ZU ERLEDIGEN:
1. An was für einem Tag spielt der Text über Molly?
2. Gib bitte aus dem Text über Molly den Abschnitt wieder, der bei „In diesem Moment“ beginnt und mit „letzten Moment wegzuspringen.“ endet.

Über die Erziehung
Wenn Molly Mitmenschen auf die Pelle rückt
Es war ein warmer, sonniger Frühlingstag. Der Löwenzahn blühte, die Vögel sangen und mein Hund und ich spazierten über die Wiesen und genossen Freiheit und Natur.
Da näherte sich uns ein Jogger, ein älterer distinguierter Herr, gestylt, mit einem optimal modischen Outfit. Blitzschnell wurde ich mir meines eigenen, eher grauen Habits bewusst, und die Skala meiner guten Laune sank um einige Grade.
In diesem Moment sprang mein junger Hund auf den sportlichen Läufer zu und umkreiste ihn, laut bellend. Mein Abrufen blieb erfolglos, worauf der Jogger stehenblieb und säuerlich bemerkte: „Der Hund folgt ja überhaupt nicht.“Ich entschuldigte mich ob meines Unvermögens, meine Hündin zu mir zu rufen, ich entschuldigte das Tier ob seiner Jugend und versuchte dabei krampfhaft, meine Molly am Halsband zu fassen. Sie ließ mich bis auf eine kurze Distanz herankommen – ich sah den Schalk in ihren Augen – um im letzten Moment wegzuspringen.

GESPEICHERTE DATENSÄTZE:
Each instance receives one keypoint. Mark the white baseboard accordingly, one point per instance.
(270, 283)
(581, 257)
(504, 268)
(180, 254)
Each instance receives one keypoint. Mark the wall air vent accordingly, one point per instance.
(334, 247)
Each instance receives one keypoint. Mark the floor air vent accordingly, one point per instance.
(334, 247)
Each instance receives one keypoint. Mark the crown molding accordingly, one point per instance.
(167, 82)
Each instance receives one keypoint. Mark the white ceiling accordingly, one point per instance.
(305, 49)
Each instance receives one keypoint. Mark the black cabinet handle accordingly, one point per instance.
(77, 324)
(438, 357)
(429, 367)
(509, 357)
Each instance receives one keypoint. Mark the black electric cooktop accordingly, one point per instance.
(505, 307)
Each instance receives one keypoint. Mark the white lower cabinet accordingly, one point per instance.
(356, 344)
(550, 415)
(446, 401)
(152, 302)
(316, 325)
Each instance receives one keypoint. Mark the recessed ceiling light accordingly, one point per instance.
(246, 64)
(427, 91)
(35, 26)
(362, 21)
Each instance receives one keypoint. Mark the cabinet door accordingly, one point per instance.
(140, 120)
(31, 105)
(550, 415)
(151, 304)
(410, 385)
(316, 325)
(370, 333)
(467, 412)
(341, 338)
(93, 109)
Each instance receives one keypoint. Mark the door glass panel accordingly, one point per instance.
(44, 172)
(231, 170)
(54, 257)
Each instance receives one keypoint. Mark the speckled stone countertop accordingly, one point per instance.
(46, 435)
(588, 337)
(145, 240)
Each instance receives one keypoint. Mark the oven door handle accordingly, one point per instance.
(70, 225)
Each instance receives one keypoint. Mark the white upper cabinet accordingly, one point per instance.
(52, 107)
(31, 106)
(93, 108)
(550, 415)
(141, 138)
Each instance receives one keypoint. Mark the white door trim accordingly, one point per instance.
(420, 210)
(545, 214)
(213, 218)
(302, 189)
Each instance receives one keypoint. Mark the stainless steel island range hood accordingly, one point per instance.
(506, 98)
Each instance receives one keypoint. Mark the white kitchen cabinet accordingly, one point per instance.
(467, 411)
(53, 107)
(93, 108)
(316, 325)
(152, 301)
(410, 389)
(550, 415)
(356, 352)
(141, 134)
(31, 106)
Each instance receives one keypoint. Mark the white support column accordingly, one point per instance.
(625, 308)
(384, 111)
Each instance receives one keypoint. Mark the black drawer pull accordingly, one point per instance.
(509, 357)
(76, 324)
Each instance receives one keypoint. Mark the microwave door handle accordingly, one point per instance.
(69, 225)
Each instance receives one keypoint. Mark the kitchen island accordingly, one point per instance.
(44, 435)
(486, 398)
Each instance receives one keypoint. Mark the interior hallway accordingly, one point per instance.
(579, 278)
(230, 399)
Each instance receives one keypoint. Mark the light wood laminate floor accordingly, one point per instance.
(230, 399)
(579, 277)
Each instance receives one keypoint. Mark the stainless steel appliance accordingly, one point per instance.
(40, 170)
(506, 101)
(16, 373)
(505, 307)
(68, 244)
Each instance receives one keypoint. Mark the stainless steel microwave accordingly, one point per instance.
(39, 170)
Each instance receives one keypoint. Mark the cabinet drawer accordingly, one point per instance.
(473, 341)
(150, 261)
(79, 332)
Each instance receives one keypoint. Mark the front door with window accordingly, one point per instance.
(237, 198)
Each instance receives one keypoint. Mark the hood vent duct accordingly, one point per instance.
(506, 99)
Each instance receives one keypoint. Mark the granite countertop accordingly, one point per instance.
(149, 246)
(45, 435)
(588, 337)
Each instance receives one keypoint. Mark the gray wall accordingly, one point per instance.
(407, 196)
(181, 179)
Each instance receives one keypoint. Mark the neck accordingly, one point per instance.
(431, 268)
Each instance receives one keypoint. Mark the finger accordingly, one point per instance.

LÖSUNGEN:
1. An einem warmen, sonnigen Frühlingstag.

2.
In diesem Moment sprang mein junger Hund auf den sportlichen Läufer zu und umkreiste ihn, laut bellend. Mein Abrufen blieb erfolglos, worauf der Jogger stehenblieb und säuerlich bemerkte: „Der Hund folgt ja überhaupt nicht.“Ich entschuldigte mich ob meines Unvermögens, meine Hündin zu mir zu rufen, ich entschuldigte das Tier ob seiner Jugend und versuchte dabei krampfhaft, meine Molly am Halsband zu fassen. Sie ließ mich bis auf eine kurze Distanz herankommen – ich sah den Schalk in ihren Augen – um im letzten Moment wegzuspringen.